[Instructions for the task]
For the material that follows, return exactly the lines from the one with "Where can you see the blue jacket" through the one with "Where can you see the open", both ends included.

[Entries provided]
BEGIN
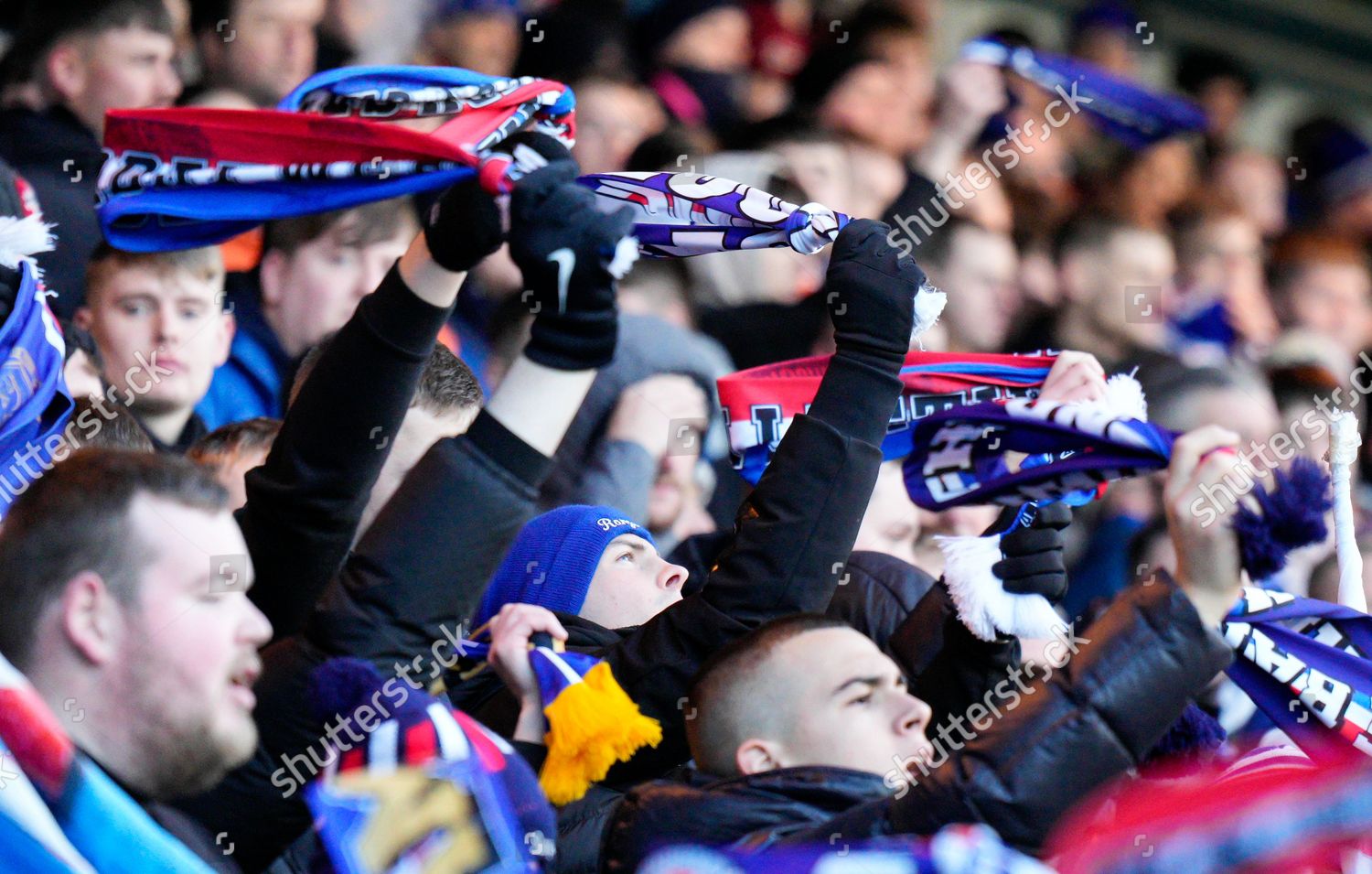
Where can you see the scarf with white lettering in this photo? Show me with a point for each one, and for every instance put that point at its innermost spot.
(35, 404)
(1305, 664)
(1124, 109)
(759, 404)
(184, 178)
END
BEGIN
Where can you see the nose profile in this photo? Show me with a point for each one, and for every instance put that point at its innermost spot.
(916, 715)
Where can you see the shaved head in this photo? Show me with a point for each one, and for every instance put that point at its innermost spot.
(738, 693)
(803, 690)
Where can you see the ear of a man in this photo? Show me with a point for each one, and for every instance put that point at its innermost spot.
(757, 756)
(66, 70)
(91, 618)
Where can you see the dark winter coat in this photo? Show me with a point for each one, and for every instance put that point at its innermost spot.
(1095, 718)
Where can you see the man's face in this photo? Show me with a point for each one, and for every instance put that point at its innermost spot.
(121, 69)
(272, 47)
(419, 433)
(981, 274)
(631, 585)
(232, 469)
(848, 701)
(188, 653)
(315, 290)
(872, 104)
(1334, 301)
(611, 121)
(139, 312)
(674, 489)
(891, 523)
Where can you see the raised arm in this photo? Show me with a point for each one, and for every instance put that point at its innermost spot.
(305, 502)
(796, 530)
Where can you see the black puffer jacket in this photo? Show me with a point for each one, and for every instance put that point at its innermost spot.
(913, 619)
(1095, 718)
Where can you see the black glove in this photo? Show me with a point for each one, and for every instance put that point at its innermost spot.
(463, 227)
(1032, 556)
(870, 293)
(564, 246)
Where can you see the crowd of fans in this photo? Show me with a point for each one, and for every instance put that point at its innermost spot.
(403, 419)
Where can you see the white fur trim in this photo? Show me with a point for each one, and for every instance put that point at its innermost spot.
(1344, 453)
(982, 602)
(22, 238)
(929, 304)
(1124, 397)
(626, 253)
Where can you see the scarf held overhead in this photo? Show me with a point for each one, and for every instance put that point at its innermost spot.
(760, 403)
END
BEGIN
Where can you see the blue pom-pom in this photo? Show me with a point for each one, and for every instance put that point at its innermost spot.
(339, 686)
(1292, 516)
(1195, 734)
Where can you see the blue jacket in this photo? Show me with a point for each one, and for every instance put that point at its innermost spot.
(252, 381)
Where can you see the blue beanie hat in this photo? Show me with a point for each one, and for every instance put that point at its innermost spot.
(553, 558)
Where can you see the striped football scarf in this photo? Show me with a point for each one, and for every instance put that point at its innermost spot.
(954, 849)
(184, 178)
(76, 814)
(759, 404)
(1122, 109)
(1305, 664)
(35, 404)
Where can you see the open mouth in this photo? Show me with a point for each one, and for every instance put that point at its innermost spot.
END
[Task response]
Where can you see the blue jacket in this photo? Show me with a point for each one, and for every instance put that point at its innermost spot.
(252, 381)
Where can you see the blue beanie hat in this photo? Show me with a point for each one, and for every instance put that point at its innermost spot.
(553, 558)
Where can you see the striped football scarf in this photo? Show me with a point for each one, and for every instance put that point at its innermost spot.
(954, 849)
(184, 178)
(76, 814)
(759, 404)
(1122, 109)
(1305, 664)
(35, 404)
Where can you see the open mouth in this photo? Show me with a point for each one, and for every instance put that point at its innermost spot.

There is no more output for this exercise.